§ YOUR INSTRUCTIONS
Reproduce the material with each "instance" changed to "occurrence", keeping everything else the same.

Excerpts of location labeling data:
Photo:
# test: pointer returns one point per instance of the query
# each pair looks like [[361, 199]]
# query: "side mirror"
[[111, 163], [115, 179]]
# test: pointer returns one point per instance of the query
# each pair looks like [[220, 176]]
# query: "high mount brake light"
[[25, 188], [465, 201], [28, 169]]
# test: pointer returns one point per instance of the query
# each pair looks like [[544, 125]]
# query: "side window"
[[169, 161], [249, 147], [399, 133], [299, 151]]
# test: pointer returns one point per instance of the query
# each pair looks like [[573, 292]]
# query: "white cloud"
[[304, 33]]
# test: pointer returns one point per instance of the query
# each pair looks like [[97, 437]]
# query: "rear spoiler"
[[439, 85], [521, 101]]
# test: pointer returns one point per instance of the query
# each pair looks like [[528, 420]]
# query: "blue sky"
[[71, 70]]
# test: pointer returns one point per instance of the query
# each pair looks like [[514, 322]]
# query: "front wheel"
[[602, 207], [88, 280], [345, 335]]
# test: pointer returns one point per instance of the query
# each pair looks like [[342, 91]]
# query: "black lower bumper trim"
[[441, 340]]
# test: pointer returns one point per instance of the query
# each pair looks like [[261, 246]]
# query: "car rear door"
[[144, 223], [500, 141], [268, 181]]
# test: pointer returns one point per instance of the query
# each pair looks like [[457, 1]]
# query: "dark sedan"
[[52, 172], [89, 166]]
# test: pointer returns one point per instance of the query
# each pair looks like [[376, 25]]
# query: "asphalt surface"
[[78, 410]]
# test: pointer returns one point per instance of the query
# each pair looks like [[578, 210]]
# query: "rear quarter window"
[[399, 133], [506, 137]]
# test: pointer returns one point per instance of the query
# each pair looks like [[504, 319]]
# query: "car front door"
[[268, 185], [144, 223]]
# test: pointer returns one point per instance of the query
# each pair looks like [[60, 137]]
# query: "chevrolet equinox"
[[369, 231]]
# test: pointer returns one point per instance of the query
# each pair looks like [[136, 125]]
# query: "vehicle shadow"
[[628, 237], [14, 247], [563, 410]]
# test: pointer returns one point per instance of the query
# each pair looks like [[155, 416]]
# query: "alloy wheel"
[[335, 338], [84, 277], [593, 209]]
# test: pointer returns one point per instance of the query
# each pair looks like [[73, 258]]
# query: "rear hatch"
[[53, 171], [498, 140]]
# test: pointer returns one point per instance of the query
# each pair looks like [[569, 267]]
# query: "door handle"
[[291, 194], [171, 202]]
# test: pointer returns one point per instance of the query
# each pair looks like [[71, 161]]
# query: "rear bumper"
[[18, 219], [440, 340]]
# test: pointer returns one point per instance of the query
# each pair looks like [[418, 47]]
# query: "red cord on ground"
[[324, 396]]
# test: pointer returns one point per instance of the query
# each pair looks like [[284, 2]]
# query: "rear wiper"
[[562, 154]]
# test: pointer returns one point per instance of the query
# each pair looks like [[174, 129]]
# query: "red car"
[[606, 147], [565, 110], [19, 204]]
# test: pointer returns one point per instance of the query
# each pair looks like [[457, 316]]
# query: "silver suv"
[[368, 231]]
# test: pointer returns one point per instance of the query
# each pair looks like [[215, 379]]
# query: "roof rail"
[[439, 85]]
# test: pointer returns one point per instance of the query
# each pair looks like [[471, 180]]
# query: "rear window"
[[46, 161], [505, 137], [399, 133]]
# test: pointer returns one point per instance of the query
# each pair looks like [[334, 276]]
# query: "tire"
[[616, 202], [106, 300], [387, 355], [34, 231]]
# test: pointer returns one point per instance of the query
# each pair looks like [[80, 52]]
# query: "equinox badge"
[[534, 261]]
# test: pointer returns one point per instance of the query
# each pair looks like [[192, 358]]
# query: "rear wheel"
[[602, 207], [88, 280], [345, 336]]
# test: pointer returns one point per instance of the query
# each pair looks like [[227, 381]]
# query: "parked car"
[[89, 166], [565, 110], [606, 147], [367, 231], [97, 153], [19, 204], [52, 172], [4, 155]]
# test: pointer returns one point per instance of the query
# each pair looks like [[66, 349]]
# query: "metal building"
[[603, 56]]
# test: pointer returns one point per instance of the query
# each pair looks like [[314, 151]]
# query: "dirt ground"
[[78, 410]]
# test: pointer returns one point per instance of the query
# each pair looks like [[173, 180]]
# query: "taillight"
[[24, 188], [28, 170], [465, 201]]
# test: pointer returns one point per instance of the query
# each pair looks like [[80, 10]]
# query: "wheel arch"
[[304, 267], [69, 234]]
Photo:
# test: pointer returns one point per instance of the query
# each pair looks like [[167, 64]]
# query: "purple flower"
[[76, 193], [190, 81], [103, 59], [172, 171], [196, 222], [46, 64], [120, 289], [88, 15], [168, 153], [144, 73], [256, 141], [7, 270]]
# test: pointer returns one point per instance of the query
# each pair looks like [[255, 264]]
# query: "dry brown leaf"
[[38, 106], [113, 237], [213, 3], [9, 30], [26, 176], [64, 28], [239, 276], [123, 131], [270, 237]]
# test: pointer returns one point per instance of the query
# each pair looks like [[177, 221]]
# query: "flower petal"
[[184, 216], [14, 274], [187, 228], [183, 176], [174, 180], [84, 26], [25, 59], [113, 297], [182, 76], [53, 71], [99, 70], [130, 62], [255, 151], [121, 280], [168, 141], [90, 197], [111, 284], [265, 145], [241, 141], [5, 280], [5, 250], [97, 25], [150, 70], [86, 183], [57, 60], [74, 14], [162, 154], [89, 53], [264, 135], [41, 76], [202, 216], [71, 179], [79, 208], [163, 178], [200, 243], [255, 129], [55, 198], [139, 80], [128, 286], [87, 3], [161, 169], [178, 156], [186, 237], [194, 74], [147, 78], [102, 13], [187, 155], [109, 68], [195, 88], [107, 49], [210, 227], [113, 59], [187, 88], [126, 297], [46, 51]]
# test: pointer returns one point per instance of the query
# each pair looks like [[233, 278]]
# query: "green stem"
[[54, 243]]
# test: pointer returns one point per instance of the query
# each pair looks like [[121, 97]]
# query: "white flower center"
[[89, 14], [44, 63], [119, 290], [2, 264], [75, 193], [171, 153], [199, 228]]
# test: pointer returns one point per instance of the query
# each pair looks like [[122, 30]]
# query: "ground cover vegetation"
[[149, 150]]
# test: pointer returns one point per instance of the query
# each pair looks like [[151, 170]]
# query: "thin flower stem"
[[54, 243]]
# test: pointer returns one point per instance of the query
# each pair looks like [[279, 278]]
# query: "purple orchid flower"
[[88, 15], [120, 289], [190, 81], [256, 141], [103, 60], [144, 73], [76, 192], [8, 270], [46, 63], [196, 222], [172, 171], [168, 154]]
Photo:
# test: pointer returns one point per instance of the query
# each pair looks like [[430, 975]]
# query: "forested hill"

§ THE RESPONSE
Photo:
# test: pointer returns one point per occurrence of the query
# each pair looks like [[361, 199]]
# query: "side mirror"
[[111, 163], [115, 179]]
# test: pointer returns one point per occurrence of the query
# each pair looks like [[220, 176]]
# query: "high mount brake light"
[[25, 188], [465, 201], [28, 169]]
# test: pointer returns one point per occurrence of the query
# each pair looks like [[544, 125]]
# query: "side window"
[[169, 161], [249, 147], [399, 133], [299, 151]]
# test: pointer returns one point per occurrence of the query
# each pair looks like [[573, 292]]
# query: "white cloud"
[[304, 33]]
# test: pointer returns one point per occurrence of the query
# each pair looks like [[97, 437]]
# query: "rear spoiler"
[[439, 85], [521, 101]]
# test: pointer returns one point per occurrence of the query
# each pair looks like [[528, 420]]
# query: "blue sky"
[[71, 70]]
# test: pointer returns one point per occurrence of the query
# each pair looks like [[514, 322]]
# query: "front wheel"
[[602, 207], [88, 280], [345, 335]]
# test: pointer returns one point per occurrence of the query
# each pair looks like [[342, 91]]
# query: "black lower bumper trim"
[[441, 340]]
# test: pointer returns one point per occurrence of the query
# each pair looks like [[261, 246]]
# query: "car rear door"
[[144, 223], [500, 141], [268, 181]]
# test: pointer returns one point per occurrence of the query
# each pair looks like [[457, 1]]
# query: "dark sedan"
[[52, 172], [89, 166]]
# test: pointer returns one point per occurrence of the query
# each pair looks like [[376, 25]]
# query: "asphalt surface"
[[78, 410]]
# test: pointer returns one point per occurrence of the query
# each pair looks like [[578, 210]]
# query: "rear quarter window"
[[399, 133], [506, 137]]
# test: pointer returns one point per occurrence of the query
# each pair looks like [[504, 319]]
# query: "car front door"
[[268, 185], [144, 223]]
# test: pointer returns one point per occurrence of the query
# each pair looks like [[60, 137]]
# query: "chevrolet equinox"
[[369, 231]]
# test: pointer returns one point per occurrence of the query
# each pair looks like [[136, 125]]
# query: "vehicle shadow"
[[628, 237], [14, 247], [563, 410]]
# test: pointer returns one point per occurrence of the query
# each pair looks like [[155, 416]]
# query: "alloy wheel"
[[335, 338], [84, 277], [593, 209]]
# test: pointer returns one point per occurrence of the query
# each pair looks like [[73, 258]]
# query: "rear hatch"
[[53, 171], [498, 140]]
# test: pointer returns one point per occurrence of the query
# each pair looks like [[569, 267]]
# query: "door handle"
[[291, 194], [171, 202]]
# test: pointer returns one point per occurrence of the query
# each pair looks like [[71, 161]]
# query: "rear bumper"
[[18, 219], [440, 340]]
# test: pointer returns one point per occurrence of the query
# each pair looks like [[418, 47]]
# query: "red cord on ground"
[[324, 396]]
# test: pointer returns one point per occurrence of the query
# each pair looks like [[284, 2]]
# query: "rear wiper"
[[562, 154]]
# test: pointer returns one point per occurrence of the query
# each pair looks like [[174, 129]]
# query: "red car"
[[606, 147], [565, 110], [19, 204]]
# test: pointer returns one point per occurrence of the query
# each pair looks like [[457, 316]]
# query: "silver suv"
[[368, 231]]
# test: pointer returns one point per occurrence of the query
# each pair looks like [[215, 379]]
# query: "roof rail"
[[439, 85]]
# test: pointer returns one point per occurrence of the query
# each pair looks like [[471, 180]]
# query: "rear window"
[[46, 161], [505, 137], [399, 133]]
# test: pointer returns one point per occurrence of the query
# each pair looks like [[334, 276]]
# query: "tire"
[[616, 202], [106, 300], [387, 355], [34, 231]]
# test: pointer returns one point per occurrence of the query
# each pair looks like [[80, 52]]
# query: "equinox badge"
[[534, 261]]
# test: pointer returns one point per occurrence of the query
# each pair looks like [[192, 358]]
# query: "rear wheel"
[[602, 207], [88, 280], [345, 336]]
# test: pointer returns one point per occurrence of the query
# each pair looks like [[227, 381]]
# query: "parked car"
[[89, 166], [565, 110], [606, 147], [367, 231], [97, 153], [19, 204], [52, 172], [4, 155]]
# test: pointer returns one point per occurrence of the query
# each pair looks like [[66, 349]]
# query: "metal building"
[[603, 56]]
# test: pointer returns one point per occurrence of the query
# each pair looks like [[314, 151]]
# query: "dirt ground"
[[78, 410]]
# test: pointer returns one point per occurrence of the query
# each pair looks like [[173, 180]]
# query: "taillight"
[[24, 188], [28, 170], [465, 201]]
# test: pointer returns one point per occurrence of the query
# each pair looks like [[80, 10]]
# query: "wheel arch"
[[304, 267], [69, 234]]
Photo:
# test: pointer returns one point per occurrence of the query
# each pair looks like [[167, 64]]
# query: "purple flower"
[[76, 193], [190, 81], [103, 59], [172, 171], [196, 222], [46, 64], [120, 289], [88, 15], [168, 153], [144, 73], [256, 141], [7, 270]]
# test: pointer returns one point per occurrence of the query
# each pair looks like [[255, 264]]
# query: "dry brown leaf"
[[38, 106], [113, 237], [213, 3], [9, 30], [26, 176], [64, 28], [239, 276], [123, 131], [270, 237]]
# test: pointer returns one point per occurrence of the query
# each pair looks like [[177, 221]]
# query: "flower petal"
[[184, 216], [14, 274], [187, 228], [183, 176], [174, 180], [84, 26], [25, 59], [113, 297], [182, 76], [53, 71], [99, 70], [130, 62], [255, 151], [121, 280], [168, 141], [90, 197], [111, 284], [265, 145], [241, 141], [5, 280], [5, 250], [97, 25], [150, 70], [86, 183], [57, 60], [74, 14], [162, 154], [89, 53], [264, 135], [41, 76], [202, 216], [71, 179], [79, 208], [163, 178], [200, 243], [255, 129], [55, 198], [139, 80], [128, 286], [87, 3], [161, 169], [178, 156], [186, 237], [194, 74], [147, 78], [102, 13], [187, 155], [109, 68], [195, 88], [107, 49], [210, 227], [113, 59], [187, 88], [126, 297], [46, 51]]
# test: pointer returns one point per occurrence of the query
# each pair looks like [[233, 278]]
# query: "green stem"
[[54, 243]]
# test: pointer returns one point per occurrence of the query
# each pair looks like [[121, 97]]
# query: "white flower center"
[[89, 14], [44, 63], [119, 290], [2, 264], [75, 193], [171, 153], [199, 228]]
# test: pointer returns one point per occurrence of the query
# each pair looks like [[122, 30]]
# query: "ground cover vegetation"
[[149, 150]]
# test: pointer returns one point per occurrence of the query
# each pair looks like [[151, 170]]
# query: "thin flower stem"
[[54, 243]]
# test: pointer returns one point per occurrence of the query
# each pair looks like [[279, 278]]
# query: "purple orchid flower"
[[88, 15], [120, 289], [190, 81], [256, 141], [103, 60], [144, 73], [76, 192], [8, 270], [46, 63], [196, 222], [172, 171], [168, 154]]
Photo:
# test: pointer returns one point per occurrence of the query
# each pair looks like [[430, 975]]
# query: "forested hill"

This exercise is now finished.